> DATA SHOWN
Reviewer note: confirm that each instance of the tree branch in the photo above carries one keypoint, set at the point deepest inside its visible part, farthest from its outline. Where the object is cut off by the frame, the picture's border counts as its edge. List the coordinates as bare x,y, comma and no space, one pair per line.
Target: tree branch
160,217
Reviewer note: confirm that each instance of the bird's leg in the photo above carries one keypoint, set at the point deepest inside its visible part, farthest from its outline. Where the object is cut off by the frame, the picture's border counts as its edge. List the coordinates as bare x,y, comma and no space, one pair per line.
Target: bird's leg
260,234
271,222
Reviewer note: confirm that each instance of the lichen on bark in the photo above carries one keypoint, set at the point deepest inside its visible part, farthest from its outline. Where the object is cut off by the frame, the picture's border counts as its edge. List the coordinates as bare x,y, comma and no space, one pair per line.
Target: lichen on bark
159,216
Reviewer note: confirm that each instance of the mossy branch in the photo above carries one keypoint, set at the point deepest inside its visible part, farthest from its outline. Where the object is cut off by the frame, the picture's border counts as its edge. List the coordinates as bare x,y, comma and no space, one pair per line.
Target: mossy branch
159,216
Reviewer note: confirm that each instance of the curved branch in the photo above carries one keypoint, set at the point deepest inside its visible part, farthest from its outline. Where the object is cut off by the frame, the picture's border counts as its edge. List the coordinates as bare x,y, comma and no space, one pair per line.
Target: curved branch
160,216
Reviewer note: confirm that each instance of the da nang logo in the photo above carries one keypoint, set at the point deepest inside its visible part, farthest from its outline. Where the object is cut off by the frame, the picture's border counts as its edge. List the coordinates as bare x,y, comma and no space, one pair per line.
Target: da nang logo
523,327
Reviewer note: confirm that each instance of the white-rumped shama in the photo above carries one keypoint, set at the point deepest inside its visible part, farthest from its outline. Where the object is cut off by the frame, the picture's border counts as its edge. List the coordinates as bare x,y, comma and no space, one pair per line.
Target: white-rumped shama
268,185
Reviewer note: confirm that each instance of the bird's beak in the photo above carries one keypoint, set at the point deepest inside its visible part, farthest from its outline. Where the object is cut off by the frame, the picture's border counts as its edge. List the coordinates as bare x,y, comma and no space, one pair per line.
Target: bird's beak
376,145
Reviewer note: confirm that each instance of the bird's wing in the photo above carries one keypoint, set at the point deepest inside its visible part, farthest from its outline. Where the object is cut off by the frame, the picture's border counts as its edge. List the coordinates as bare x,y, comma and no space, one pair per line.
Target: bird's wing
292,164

> WORK INSTRUCTIONS
Print the records above in full, exactly.

> RESULT
Reviewer note: confirm that each instance of the tree branch in the photo above carries one keypoint, set at the point deepest inside its visible part, farthest from its outline. Where the object is cut off by the frame, the picture's border counts as its edge. List the coordinates as bare x,y, comma and no space, one pair per line.
Target: tree branch
160,217
Reviewer note: confirm that each instance of the bird's leg in the photo above carries one keypoint, set at the point deepest inside its visible part, farthest from its outline. Where the object is cut off by the frame, the picture's border counts as its edge. List the coordinates as bare x,y, comma and no space, one pair per line.
Target: bird's leg
260,234
271,222
Reviewer note: confirm that each instance of the lichen on bark in the photo above carries one keypoint, set at the point deepest inside its visible part, farthest from its outline. Where the object is cut off by the frame, the picture's border counts as its edge. List the coordinates as bare x,y, comma and no space, one pair per line.
Target: lichen on bark
159,216
Reviewer note: confirm that each instance of the mossy branch in the photo above carries one keypoint, set at the point deepest inside its visible part, farthest from its outline. Where the object is cut off by the frame, the picture's border counts as its edge. List the coordinates as bare x,y, comma and no space, one pair per line.
Target: mossy branch
159,216
Reviewer note: confirm that each instance of the curved branch in the photo above carries one keypoint, set at the point deepest inside its visible part, farthest from its outline. Where the object is cut off by the frame, the picture's border counts as its edge. List the coordinates as bare x,y, comma and no space, one pair per line.
Target: curved branch
160,216
Reviewer note: confirm that each instance of the da nang logo in the photo above carries one keypoint, set at the point deepest inside its visible part, farthest from its outline. Where the object is cut off by the frame, the picture's border counts as its edge. List the coordinates as bare x,y, comma and no space, one pair per line.
Target: da nang logo
523,327
Reviewer note: confirm that each instance of the white-rumped shama in the photo above carries one keypoint, set at the point deepest inside its visible part, farthest from its outline. Where the object is cut off by the frame, the picture's border counts as its edge. List the coordinates as bare x,y, comma and no space, one pair per line.
Target: white-rumped shama
268,185
Reviewer note: confirm that each instance of the bird's beak in the photo above carries one keypoint, set at the point deepest inside its visible part, farthest from its outline. Where the object is cut off by the frame, the picture's border counts as its edge. List the coordinates as bare x,y, comma and no space, one pair per line.
Target: bird's beak
376,145
Reviewer note: confirm that each instance of the bird's wing in the photo above carries one keypoint, set at the point deepest inside its visible part, farthest from its outline. Where the object is cut off by the frame, the picture's border counts as its edge. List the coordinates as bare x,y, comma and no space, one pair per line.
Target: bird's wing
292,164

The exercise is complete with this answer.